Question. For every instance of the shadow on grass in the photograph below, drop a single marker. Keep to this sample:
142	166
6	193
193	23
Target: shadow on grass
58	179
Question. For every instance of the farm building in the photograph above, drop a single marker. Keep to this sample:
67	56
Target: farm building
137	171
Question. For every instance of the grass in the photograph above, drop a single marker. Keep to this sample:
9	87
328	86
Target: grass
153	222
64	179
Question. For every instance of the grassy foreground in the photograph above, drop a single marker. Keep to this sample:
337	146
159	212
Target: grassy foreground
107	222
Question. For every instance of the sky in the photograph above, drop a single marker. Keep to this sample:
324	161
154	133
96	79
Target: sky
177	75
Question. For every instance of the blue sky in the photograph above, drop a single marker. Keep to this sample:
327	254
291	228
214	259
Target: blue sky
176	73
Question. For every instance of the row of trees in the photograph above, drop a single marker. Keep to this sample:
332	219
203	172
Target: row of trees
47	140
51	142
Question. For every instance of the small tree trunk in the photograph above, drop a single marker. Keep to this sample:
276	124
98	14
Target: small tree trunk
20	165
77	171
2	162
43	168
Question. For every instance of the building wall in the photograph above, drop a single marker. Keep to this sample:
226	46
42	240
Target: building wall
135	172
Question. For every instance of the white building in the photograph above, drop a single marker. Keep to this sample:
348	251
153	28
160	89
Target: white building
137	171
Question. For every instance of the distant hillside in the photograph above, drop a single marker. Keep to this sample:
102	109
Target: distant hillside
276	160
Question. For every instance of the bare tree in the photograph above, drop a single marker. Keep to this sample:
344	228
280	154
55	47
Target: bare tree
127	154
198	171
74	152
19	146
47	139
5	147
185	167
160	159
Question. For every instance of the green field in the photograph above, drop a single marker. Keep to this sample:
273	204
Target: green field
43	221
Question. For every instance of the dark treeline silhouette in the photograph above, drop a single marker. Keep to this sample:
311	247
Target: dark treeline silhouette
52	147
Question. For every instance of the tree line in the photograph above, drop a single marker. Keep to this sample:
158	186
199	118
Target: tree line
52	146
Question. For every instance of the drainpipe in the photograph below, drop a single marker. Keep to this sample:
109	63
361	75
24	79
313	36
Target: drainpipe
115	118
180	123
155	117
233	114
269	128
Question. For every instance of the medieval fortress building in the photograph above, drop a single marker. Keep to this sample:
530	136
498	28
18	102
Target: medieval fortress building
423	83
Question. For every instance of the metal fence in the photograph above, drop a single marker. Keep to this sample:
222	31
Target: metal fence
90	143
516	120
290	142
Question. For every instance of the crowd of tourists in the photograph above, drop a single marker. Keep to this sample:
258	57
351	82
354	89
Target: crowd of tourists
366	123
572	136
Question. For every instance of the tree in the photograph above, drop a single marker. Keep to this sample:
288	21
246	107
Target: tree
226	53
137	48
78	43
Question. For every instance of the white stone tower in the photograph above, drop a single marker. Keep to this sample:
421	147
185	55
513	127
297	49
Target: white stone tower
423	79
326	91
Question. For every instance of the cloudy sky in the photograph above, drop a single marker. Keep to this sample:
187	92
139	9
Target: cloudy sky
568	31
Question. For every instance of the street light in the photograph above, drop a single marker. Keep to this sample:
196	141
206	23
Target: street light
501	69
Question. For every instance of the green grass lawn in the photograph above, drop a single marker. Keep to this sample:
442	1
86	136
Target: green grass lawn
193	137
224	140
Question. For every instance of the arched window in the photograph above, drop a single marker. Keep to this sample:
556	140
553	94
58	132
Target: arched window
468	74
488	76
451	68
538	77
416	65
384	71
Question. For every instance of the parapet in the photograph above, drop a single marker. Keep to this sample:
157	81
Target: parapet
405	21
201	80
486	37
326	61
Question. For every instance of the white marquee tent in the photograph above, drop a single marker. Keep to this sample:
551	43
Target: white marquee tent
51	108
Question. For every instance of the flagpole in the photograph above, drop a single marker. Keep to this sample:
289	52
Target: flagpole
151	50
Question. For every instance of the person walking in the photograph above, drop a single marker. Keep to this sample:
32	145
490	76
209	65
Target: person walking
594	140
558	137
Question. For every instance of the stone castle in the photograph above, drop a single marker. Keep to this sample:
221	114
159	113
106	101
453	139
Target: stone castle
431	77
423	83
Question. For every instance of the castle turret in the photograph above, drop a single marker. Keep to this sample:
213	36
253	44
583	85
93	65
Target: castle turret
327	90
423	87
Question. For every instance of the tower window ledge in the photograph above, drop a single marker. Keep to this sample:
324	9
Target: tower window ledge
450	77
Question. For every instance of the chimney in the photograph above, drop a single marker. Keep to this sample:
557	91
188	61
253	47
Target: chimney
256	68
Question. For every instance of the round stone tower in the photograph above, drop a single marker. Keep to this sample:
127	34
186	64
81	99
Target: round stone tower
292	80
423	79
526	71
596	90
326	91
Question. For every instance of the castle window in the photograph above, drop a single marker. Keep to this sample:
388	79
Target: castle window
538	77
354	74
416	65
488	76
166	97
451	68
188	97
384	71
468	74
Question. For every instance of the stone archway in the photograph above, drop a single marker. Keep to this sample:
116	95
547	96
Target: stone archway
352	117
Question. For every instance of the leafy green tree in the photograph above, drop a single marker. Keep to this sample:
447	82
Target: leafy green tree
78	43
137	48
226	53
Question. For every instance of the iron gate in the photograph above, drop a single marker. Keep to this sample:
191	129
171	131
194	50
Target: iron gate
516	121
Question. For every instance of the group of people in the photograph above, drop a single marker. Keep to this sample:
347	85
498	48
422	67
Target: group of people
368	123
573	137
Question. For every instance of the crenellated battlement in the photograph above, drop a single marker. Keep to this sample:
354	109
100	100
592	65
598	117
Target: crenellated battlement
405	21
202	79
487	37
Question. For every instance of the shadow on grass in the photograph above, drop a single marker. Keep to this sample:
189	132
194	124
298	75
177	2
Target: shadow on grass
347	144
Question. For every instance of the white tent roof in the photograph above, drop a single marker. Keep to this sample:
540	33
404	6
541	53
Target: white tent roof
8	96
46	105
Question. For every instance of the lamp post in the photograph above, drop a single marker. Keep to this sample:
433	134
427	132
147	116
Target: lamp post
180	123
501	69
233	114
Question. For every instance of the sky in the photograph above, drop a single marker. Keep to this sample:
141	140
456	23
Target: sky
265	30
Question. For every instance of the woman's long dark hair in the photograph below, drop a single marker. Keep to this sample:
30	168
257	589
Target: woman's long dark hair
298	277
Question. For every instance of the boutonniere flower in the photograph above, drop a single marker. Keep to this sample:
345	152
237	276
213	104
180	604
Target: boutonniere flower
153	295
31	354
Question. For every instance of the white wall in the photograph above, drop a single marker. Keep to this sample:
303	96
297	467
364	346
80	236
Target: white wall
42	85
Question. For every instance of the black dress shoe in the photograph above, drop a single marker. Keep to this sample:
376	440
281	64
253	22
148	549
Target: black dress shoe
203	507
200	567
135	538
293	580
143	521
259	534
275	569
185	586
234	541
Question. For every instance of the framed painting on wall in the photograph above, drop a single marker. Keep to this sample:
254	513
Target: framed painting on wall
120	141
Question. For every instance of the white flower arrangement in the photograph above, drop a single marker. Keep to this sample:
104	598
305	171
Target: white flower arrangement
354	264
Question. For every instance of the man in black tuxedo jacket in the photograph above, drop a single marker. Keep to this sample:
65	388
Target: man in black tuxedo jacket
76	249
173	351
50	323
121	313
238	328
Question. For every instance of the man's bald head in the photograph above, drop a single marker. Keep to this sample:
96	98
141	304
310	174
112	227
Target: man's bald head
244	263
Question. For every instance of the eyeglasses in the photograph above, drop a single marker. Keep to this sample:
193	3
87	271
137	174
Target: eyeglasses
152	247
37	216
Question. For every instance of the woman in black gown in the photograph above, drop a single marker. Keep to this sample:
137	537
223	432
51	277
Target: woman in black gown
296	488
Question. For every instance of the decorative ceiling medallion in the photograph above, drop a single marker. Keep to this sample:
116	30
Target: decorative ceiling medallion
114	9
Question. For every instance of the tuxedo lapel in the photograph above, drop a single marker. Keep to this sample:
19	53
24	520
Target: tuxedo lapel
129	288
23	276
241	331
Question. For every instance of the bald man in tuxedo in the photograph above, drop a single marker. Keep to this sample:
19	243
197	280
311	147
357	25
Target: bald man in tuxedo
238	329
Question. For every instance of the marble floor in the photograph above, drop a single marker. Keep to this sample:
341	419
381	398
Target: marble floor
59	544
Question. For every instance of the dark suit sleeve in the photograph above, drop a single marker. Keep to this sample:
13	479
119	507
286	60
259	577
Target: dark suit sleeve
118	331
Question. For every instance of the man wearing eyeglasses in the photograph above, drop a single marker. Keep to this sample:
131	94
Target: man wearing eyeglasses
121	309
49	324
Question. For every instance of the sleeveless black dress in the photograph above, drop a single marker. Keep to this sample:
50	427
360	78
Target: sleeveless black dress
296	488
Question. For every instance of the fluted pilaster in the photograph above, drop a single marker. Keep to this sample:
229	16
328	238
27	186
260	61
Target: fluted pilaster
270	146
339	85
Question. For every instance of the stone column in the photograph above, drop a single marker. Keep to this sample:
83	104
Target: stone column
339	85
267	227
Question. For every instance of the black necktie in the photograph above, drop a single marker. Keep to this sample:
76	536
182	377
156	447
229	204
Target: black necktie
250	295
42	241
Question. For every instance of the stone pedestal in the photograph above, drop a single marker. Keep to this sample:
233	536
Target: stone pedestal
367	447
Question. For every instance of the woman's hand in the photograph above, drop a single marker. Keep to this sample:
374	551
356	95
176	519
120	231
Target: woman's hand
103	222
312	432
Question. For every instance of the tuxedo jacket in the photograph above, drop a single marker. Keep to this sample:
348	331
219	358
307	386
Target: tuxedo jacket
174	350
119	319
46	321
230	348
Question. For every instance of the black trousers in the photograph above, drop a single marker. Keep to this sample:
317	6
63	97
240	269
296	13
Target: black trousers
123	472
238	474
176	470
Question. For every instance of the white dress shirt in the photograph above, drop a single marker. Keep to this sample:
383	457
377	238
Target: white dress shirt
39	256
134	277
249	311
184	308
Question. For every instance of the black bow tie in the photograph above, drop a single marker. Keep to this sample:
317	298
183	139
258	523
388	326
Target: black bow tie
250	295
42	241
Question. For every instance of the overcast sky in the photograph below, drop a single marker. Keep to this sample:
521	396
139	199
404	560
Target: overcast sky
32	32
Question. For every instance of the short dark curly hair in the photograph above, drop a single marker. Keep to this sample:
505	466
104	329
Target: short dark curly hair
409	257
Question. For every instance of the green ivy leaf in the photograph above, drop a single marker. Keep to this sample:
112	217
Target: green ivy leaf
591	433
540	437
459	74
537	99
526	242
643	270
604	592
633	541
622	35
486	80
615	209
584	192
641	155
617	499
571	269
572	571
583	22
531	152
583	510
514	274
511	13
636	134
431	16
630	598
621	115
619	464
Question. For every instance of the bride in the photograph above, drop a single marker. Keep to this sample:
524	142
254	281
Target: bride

§ **What the task asks**
Wherever the word "bride" appears in the records above, copy that line.

§ **Response to this task**
Question. For every instance of the bride in the photograph above, drop a single marker. Keep to this sample:
Target: bride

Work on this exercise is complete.